ASSIGNMENT 1
For each statement below, state yes or no according to the article about referee Stephen Reneau, and support each verdict with the deciding words of the article quoted exactly. (a) Reneau had worked three IIHF Men's World Championships before the 2022 Olympics. (b) Reneau was among the officials first selected to work the Olympic men's hockey tournament. (c) The call reached Reneau in the hours before an AHL game in Las Vegas.
ASSIGNMENT 2
Copy the passage of the article about referee Stephen Reneau between "Reneau initially received" and "the Olympic jackpot.", inclusive.
ASSIGNMENT 3
According to the article about referee Stephen Reneau, at what time did his phone ring with the call?

(Beginning of SELECTED EXCERPT)

BEIJING – With three IIHF Men’s World Championships and almost a decade of ECHL experience to his credit, Stephen Reneau knows how to keep his cool on the ice. But in the hours after receiving the news that he would be working as a referee for the men’s hockey tournament of the 2022 Olympic Winter Games, his heart was racing so fast that his Apple watch asked if he was all right.
Reneau initially received the disappointing news that he had not been selected to join fellow American referee Andrew Bruggeman and linesmen Brian Oliver and Billy Hancock as part of the officiating crew tabbed to work the Olympics. However, in these crazy Covid times, Reneau told himself to be prepared in case someone had to drop out due to a positive test.
The call finally came in the hours leading up to an AHL game he was slated to work in Las Vegas. He had hit the Olympic jackpot.
“I was having my coffee before the game and at 5:45 my phone rings saying, you’ve got to figure out a way to get tested tonight,” Reneau recalled.

(End of SELECTED EXCERPT)
(Beginning of EXCERPTED DATA)

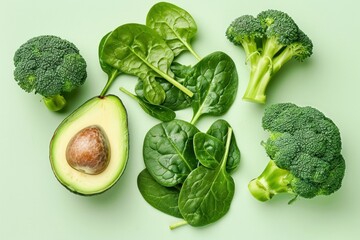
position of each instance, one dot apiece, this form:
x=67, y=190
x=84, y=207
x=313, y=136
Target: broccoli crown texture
x=306, y=146
x=49, y=66
x=244, y=29
x=269, y=40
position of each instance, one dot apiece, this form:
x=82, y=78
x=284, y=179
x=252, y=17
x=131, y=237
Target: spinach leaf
x=168, y=151
x=162, y=198
x=206, y=194
x=138, y=50
x=214, y=81
x=157, y=111
x=173, y=24
x=219, y=129
x=112, y=72
x=175, y=99
x=208, y=149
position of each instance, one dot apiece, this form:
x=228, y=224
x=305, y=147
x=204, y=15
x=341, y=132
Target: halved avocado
x=107, y=115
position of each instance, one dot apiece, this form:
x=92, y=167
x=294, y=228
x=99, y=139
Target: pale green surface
x=33, y=205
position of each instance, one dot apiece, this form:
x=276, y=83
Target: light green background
x=33, y=205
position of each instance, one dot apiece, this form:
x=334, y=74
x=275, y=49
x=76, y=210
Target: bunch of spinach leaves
x=165, y=86
x=187, y=172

(End of EXCERPTED DATA)

PROBLEM SOLUTION 1
(a) Yes: "With three IIHF Men’s World Championships and almost a decade of ECHL experience to his credit"
(b) No: "Reneau initially received the disappointing news that he had not been selected"
(c) Yes: "The call finally came in the hours leading up to an AHL game he was slated to work in Las Vegas."

PROBLEM SOLUTION 2
Reneau initially received the disappointing news that he had not been selected to join fellow American referee Andrew Bruggeman and linesmen Brian Oliver and Billy Hancock as part of the officiating crew tabbed to work the Olympics. However, in these crazy Covid times, Reneau told himself to be prepared in case someone had to drop out due to a positive test.
The call finally came in the hours leading up to an AHL game he was slated to work in Las Vegas. He had hit the Olympic jackpot.

PROBLEM SOLUTION 3
At 5:45.